- Exercise task:
Copy out the listing below without change, from the line containing "task: segment the tree shadow" to the line containing "116 64 L 109", both of those lines included.

- Records provided:
## START

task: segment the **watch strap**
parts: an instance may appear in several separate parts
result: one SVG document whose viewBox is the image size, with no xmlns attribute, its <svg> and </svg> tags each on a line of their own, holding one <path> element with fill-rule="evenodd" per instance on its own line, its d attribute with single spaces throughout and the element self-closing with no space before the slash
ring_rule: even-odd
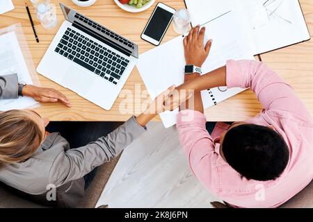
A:
<svg viewBox="0 0 313 222">
<path fill-rule="evenodd" d="M 193 69 L 194 69 L 194 72 L 202 74 L 202 70 L 201 69 L 200 67 L 196 67 L 196 66 L 193 66 Z"/>
<path fill-rule="evenodd" d="M 23 96 L 23 87 L 26 85 L 26 84 L 19 83 L 19 87 L 17 89 L 17 95 L 19 96 Z"/>
</svg>

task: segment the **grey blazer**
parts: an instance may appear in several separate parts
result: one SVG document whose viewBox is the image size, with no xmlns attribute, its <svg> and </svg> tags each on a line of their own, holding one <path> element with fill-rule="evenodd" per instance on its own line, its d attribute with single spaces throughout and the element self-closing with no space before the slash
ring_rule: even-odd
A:
<svg viewBox="0 0 313 222">
<path fill-rule="evenodd" d="M 6 85 L 1 85 L 0 99 L 15 98 L 15 90 L 17 89 L 13 90 L 13 85 L 17 88 L 17 80 L 11 76 L 2 77 L 6 80 Z M 6 92 L 8 89 L 11 91 Z M 59 133 L 51 133 L 31 158 L 2 164 L 0 181 L 40 202 L 53 203 L 63 207 L 77 207 L 84 194 L 83 177 L 118 155 L 145 130 L 132 117 L 108 135 L 71 149 Z M 49 201 L 47 194 L 53 197 L 54 187 L 56 187 L 56 200 Z"/>
</svg>

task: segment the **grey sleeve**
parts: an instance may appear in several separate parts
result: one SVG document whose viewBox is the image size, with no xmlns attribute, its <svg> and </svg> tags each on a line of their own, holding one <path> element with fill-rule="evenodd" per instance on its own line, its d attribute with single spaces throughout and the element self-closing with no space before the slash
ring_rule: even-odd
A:
<svg viewBox="0 0 313 222">
<path fill-rule="evenodd" d="M 108 135 L 86 146 L 60 153 L 50 170 L 50 183 L 58 187 L 82 178 L 117 156 L 145 130 L 132 117 Z"/>
<path fill-rule="evenodd" d="M 0 76 L 0 99 L 17 99 L 17 74 Z"/>
</svg>

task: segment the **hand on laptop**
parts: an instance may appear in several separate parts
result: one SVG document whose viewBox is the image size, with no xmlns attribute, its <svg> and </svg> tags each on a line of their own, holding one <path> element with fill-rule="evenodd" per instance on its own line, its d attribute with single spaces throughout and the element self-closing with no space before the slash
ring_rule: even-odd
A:
<svg viewBox="0 0 313 222">
<path fill-rule="evenodd" d="M 67 107 L 71 107 L 68 99 L 54 89 L 26 85 L 23 87 L 22 94 L 25 96 L 32 97 L 36 101 L 40 103 L 56 103 L 59 101 Z"/>
<path fill-rule="evenodd" d="M 212 40 L 209 40 L 204 46 L 205 28 L 201 28 L 200 32 L 199 30 L 200 26 L 191 29 L 188 36 L 184 39 L 184 49 L 186 64 L 201 67 L 209 56 Z"/>
</svg>

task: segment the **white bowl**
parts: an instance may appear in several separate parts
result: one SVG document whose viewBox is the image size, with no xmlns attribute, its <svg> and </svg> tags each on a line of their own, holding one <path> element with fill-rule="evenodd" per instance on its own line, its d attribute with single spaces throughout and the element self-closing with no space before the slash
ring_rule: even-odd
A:
<svg viewBox="0 0 313 222">
<path fill-rule="evenodd" d="M 145 10 L 148 9 L 151 7 L 151 6 L 153 5 L 153 3 L 155 2 L 155 0 L 150 0 L 148 3 L 147 3 L 145 5 L 144 5 L 141 8 L 137 8 L 136 6 L 129 6 L 129 4 L 122 4 L 120 2 L 119 0 L 114 0 L 114 1 L 116 3 L 116 4 L 122 9 L 125 10 L 125 11 L 129 12 L 143 12 Z"/>
<path fill-rule="evenodd" d="M 81 7 L 88 7 L 90 6 L 91 5 L 93 5 L 97 0 L 88 0 L 86 1 L 79 1 L 77 0 L 72 0 L 72 2 L 74 2 L 75 4 L 77 4 L 79 6 Z"/>
</svg>

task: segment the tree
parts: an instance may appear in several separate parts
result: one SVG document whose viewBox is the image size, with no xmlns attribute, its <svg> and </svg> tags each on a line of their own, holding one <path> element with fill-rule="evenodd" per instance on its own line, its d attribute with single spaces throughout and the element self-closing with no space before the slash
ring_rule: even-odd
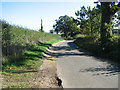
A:
<svg viewBox="0 0 120 90">
<path fill-rule="evenodd" d="M 105 52 L 108 50 L 108 42 L 110 37 L 110 24 L 113 15 L 120 10 L 120 2 L 116 5 L 115 2 L 100 2 L 101 3 L 101 47 Z"/>
<path fill-rule="evenodd" d="M 96 7 L 84 7 L 75 12 L 77 16 L 77 25 L 80 25 L 82 33 L 92 34 L 100 28 L 100 10 Z M 96 30 L 97 29 L 97 30 Z"/>
<path fill-rule="evenodd" d="M 53 33 L 54 33 L 54 30 L 50 30 L 50 33 L 52 33 L 52 34 L 53 34 Z"/>
<path fill-rule="evenodd" d="M 66 38 L 68 38 L 68 36 L 72 37 L 78 29 L 73 17 L 67 15 L 60 16 L 59 19 L 56 20 L 56 24 L 53 25 L 53 28 L 56 33 L 61 33 Z"/>
<path fill-rule="evenodd" d="M 41 19 L 41 29 L 40 29 L 39 31 L 40 31 L 40 32 L 43 32 L 42 19 Z"/>
</svg>

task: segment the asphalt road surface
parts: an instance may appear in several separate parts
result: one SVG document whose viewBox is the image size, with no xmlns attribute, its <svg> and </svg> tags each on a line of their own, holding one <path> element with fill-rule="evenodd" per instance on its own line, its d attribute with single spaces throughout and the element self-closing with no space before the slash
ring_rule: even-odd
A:
<svg viewBox="0 0 120 90">
<path fill-rule="evenodd" d="M 63 88 L 118 88 L 117 64 L 78 49 L 73 40 L 55 48 Z"/>
</svg>

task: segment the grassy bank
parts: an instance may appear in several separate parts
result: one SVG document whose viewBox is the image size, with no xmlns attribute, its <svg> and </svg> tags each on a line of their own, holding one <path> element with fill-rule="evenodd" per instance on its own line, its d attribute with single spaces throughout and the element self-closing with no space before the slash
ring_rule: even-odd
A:
<svg viewBox="0 0 120 90">
<path fill-rule="evenodd" d="M 24 51 L 21 58 L 3 61 L 3 88 L 30 88 L 34 83 L 32 77 L 42 65 L 44 52 L 51 44 L 61 40 L 39 42 Z"/>
<path fill-rule="evenodd" d="M 63 40 L 60 35 L 38 32 L 5 21 L 2 23 L 2 86 L 29 88 L 43 54 L 51 44 Z"/>
<path fill-rule="evenodd" d="M 92 34 L 92 35 L 77 35 L 75 38 L 75 44 L 77 44 L 80 48 L 83 48 L 93 54 L 108 58 L 112 61 L 120 62 L 120 36 L 113 35 L 108 42 L 108 50 L 109 52 L 103 52 L 100 46 L 100 35 Z"/>
</svg>

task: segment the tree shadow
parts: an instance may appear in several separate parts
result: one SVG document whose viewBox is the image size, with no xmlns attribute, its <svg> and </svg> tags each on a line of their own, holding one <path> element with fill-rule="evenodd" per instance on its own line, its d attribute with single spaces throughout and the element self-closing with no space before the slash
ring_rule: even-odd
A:
<svg viewBox="0 0 120 90">
<path fill-rule="evenodd" d="M 116 64 L 109 64 L 106 67 L 81 69 L 79 70 L 79 72 L 96 72 L 96 74 L 93 74 L 93 76 L 97 75 L 112 76 L 118 75 L 120 73 L 120 66 Z"/>
<path fill-rule="evenodd" d="M 92 53 L 87 52 L 86 50 L 78 48 L 73 42 L 68 42 L 67 45 L 61 45 L 57 47 L 52 47 L 55 49 L 56 53 L 47 52 L 47 54 L 54 56 L 56 58 L 60 58 L 62 56 L 93 56 L 96 58 L 95 60 L 99 60 L 102 62 L 107 62 L 107 66 L 101 66 L 101 67 L 95 67 L 95 68 L 87 68 L 80 70 L 79 72 L 97 72 L 96 74 L 93 74 L 93 76 L 96 75 L 105 75 L 105 76 L 111 76 L 111 75 L 118 75 L 120 72 L 120 65 L 119 63 L 112 62 L 108 59 L 101 58 L 98 56 L 95 56 Z M 62 51 L 63 50 L 63 51 Z M 74 52 L 74 50 L 78 50 L 79 52 Z"/>
</svg>

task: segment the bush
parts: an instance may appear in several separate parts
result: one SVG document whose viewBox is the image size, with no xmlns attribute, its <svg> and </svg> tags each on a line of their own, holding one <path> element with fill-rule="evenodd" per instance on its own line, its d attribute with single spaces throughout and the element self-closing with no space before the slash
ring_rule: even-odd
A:
<svg viewBox="0 0 120 90">
<path fill-rule="evenodd" d="M 91 34 L 79 37 L 74 41 L 79 47 L 86 49 L 89 52 L 94 53 L 95 55 L 109 58 L 113 61 L 120 60 L 120 37 L 112 36 L 109 38 L 109 42 L 107 42 L 106 49 L 109 51 L 107 53 L 103 52 L 100 45 L 100 35 L 99 34 Z M 120 61 L 119 61 L 120 62 Z"/>
</svg>

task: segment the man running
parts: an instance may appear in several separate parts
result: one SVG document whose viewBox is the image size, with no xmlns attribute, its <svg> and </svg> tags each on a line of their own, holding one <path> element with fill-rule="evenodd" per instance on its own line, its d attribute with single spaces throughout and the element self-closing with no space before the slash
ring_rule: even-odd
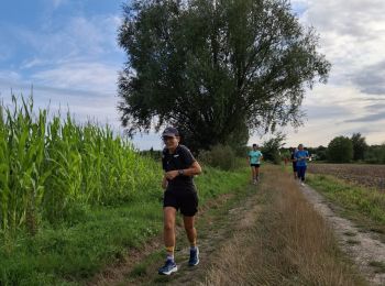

## END

- Result below:
task: segment the tree shadow
parts: an instance may appear in several separate parts
result: one SVG document whose viewBox is the image size, with no xmlns attribute, its <svg> and </svg> tags each on a line of their own, holding one <path> element with fill-rule="evenodd" per instance on its own line, its d attribute with single spaces throughout and the element self-closing with no space before the slash
ring_rule: even-odd
A:
<svg viewBox="0 0 120 90">
<path fill-rule="evenodd" d="M 116 64 L 109 64 L 106 67 L 81 69 L 79 70 L 79 72 L 96 72 L 96 74 L 93 74 L 93 76 L 97 75 L 112 76 L 118 75 L 120 73 L 120 66 Z"/>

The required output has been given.